What you need to do:
Gather every line in the records below that contains the word "brown" and copy each one out in full.

The input:
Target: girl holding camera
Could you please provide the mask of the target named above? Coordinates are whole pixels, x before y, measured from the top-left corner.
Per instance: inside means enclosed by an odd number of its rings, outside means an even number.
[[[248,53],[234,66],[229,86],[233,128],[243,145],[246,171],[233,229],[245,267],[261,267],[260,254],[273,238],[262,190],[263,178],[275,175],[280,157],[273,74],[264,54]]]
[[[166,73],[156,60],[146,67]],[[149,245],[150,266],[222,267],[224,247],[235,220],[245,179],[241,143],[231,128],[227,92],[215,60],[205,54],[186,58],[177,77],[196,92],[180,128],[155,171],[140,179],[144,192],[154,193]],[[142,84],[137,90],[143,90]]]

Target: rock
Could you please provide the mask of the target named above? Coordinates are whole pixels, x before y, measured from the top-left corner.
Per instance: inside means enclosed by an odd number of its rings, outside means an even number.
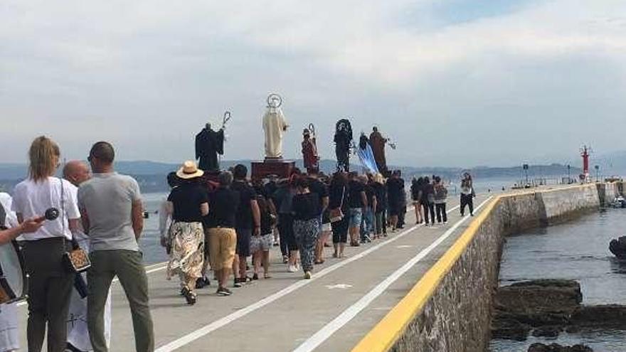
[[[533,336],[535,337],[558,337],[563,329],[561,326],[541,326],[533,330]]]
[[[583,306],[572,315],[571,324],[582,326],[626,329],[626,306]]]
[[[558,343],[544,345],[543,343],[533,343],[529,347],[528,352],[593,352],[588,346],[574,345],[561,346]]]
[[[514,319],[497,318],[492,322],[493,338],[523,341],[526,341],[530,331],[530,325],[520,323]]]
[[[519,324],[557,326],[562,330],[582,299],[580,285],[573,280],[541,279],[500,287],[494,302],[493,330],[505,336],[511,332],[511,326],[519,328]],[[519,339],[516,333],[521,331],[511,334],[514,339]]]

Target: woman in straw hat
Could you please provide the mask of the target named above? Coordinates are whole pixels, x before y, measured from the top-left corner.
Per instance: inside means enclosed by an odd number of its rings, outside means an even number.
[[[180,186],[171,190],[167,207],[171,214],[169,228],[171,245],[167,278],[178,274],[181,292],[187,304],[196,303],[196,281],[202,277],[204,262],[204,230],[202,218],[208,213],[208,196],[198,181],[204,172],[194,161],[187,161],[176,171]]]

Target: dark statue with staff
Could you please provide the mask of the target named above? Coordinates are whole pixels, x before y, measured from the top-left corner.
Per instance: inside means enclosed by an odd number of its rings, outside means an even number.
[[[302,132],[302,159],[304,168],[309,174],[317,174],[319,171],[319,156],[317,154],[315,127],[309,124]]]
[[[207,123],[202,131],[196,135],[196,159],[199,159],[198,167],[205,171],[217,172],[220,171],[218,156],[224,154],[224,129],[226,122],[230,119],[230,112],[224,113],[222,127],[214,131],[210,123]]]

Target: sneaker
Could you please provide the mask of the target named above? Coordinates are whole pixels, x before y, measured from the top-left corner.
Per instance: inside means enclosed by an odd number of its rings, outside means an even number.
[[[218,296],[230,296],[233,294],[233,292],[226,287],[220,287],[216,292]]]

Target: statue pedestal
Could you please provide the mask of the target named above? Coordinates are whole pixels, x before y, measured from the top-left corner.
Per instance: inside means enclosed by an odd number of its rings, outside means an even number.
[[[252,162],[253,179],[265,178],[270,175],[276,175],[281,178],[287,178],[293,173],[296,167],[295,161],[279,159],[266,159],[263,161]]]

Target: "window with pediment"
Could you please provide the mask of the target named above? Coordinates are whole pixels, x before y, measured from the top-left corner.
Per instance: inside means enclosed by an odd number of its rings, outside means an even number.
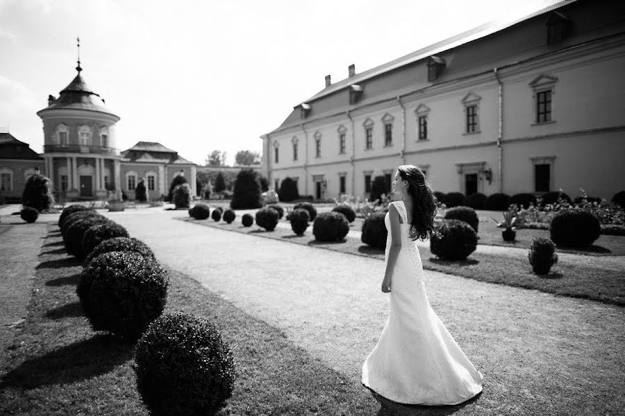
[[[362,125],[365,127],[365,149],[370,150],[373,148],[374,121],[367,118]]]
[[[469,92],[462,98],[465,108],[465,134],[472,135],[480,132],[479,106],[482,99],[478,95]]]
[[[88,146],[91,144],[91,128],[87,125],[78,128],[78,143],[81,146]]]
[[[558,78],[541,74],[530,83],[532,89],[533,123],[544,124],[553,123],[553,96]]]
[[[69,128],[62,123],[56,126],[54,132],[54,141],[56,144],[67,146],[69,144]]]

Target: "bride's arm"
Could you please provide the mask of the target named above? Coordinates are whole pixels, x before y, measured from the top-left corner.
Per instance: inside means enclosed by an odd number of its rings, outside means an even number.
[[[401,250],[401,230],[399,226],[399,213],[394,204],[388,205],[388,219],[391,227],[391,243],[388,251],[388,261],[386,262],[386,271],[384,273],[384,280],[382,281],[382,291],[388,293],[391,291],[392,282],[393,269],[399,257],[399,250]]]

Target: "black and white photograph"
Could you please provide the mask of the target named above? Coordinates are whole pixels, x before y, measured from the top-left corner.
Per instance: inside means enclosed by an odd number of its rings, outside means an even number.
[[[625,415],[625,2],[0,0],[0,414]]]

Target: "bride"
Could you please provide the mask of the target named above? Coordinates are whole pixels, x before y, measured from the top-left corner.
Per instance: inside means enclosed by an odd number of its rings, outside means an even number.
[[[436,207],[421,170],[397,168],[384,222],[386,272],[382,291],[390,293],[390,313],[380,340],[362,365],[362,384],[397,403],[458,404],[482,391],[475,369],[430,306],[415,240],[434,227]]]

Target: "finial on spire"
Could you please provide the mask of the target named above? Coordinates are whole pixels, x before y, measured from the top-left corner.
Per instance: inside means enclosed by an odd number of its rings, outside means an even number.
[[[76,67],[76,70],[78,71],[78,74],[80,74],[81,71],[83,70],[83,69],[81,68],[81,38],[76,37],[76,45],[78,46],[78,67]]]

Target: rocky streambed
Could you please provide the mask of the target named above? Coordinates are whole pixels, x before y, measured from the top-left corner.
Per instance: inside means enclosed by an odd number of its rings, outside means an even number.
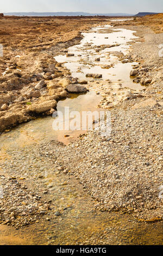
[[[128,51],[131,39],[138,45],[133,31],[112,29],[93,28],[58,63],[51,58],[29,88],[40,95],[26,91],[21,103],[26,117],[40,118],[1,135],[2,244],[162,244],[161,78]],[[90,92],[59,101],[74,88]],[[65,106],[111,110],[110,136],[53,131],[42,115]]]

--

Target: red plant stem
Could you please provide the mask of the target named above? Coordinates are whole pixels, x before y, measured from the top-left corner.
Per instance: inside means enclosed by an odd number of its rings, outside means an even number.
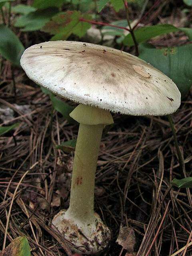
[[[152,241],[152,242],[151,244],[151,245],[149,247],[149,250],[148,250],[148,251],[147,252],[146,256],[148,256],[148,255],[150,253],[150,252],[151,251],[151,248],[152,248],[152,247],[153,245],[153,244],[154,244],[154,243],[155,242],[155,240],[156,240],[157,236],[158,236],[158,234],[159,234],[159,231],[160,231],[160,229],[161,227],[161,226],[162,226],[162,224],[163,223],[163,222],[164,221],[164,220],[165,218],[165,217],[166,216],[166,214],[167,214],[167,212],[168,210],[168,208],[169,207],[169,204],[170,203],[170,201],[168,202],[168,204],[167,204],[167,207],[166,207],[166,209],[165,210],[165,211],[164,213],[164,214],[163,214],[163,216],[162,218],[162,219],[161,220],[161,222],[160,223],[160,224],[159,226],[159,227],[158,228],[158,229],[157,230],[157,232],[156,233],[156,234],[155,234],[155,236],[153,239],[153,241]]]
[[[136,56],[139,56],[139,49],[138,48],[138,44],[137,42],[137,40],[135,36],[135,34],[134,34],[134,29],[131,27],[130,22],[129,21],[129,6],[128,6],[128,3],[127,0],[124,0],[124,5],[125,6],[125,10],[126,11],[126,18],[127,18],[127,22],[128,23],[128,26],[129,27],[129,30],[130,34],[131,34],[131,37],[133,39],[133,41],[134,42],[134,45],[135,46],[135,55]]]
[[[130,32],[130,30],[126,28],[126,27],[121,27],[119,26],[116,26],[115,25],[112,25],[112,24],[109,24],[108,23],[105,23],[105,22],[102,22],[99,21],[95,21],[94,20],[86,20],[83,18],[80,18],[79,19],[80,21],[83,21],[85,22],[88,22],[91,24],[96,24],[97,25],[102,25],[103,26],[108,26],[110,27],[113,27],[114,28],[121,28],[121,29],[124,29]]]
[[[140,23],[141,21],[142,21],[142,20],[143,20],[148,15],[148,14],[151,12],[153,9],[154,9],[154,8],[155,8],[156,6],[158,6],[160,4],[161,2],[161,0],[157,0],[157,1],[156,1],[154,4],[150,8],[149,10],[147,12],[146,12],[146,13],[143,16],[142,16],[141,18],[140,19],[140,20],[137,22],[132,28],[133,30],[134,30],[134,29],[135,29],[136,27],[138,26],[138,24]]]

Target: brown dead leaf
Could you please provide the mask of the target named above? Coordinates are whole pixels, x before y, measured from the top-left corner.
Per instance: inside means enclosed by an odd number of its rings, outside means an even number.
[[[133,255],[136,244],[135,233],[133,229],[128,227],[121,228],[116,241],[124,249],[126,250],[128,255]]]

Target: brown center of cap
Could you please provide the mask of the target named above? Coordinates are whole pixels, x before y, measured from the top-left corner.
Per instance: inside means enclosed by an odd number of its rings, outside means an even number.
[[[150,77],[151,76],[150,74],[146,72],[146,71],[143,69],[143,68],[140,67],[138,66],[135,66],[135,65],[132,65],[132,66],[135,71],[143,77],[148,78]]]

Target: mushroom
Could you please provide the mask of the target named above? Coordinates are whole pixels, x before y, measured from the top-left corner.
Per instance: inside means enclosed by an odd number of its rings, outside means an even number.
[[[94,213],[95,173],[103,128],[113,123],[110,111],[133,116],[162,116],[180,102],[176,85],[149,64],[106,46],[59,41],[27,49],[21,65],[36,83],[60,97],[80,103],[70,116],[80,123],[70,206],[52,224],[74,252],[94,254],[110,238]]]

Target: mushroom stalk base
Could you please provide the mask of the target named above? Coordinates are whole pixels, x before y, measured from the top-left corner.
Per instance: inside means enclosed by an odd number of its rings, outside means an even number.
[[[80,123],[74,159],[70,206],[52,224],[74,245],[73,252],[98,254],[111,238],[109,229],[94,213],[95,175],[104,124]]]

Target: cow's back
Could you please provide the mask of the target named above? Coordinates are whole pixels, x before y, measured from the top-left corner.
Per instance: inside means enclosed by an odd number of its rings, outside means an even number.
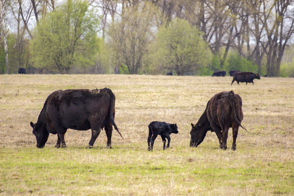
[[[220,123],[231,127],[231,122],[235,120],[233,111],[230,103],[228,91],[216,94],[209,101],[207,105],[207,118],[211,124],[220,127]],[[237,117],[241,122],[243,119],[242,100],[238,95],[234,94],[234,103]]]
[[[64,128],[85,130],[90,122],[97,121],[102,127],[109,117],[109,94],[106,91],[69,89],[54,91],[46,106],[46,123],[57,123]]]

--

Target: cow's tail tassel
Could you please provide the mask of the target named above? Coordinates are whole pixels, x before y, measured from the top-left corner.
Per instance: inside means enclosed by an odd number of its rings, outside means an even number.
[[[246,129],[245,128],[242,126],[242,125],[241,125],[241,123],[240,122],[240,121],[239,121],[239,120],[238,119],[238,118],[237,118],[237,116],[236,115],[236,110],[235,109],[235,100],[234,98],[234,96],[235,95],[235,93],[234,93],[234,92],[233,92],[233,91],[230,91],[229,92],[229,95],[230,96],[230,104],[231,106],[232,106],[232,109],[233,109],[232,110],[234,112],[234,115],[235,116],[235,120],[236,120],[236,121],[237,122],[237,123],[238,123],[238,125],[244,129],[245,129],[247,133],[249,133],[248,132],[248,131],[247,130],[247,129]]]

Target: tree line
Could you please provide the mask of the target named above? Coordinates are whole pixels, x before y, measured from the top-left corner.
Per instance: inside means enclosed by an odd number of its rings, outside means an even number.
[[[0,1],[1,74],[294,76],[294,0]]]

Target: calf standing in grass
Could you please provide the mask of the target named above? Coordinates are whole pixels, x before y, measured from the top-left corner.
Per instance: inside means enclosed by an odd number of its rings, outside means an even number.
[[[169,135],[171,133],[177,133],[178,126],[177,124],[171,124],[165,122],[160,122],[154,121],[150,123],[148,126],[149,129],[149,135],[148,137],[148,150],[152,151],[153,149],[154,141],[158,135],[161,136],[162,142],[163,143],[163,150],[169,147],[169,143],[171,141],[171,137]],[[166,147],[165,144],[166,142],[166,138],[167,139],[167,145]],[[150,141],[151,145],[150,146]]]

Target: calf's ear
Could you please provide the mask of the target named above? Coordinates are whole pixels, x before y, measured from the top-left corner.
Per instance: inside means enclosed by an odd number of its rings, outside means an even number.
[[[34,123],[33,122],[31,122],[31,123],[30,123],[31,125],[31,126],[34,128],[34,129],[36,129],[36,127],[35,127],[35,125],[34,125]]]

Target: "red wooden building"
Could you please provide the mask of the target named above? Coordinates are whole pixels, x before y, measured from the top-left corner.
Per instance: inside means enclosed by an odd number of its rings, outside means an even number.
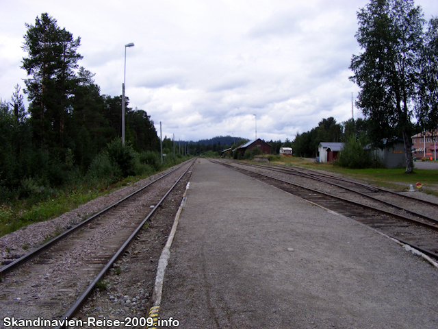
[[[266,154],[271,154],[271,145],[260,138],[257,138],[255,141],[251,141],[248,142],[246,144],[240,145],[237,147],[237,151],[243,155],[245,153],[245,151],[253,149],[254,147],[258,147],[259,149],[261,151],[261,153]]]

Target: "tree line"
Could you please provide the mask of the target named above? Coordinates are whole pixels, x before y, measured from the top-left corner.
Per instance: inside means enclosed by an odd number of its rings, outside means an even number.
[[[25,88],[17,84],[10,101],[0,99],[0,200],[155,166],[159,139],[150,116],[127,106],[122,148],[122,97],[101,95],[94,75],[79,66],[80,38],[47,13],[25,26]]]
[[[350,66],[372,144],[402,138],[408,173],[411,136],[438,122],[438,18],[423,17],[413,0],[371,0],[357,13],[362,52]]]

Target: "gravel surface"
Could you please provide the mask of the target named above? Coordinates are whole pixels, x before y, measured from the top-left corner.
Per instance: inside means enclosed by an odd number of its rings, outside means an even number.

Expected answer:
Target: brown dead leaf
Target: brown center of cap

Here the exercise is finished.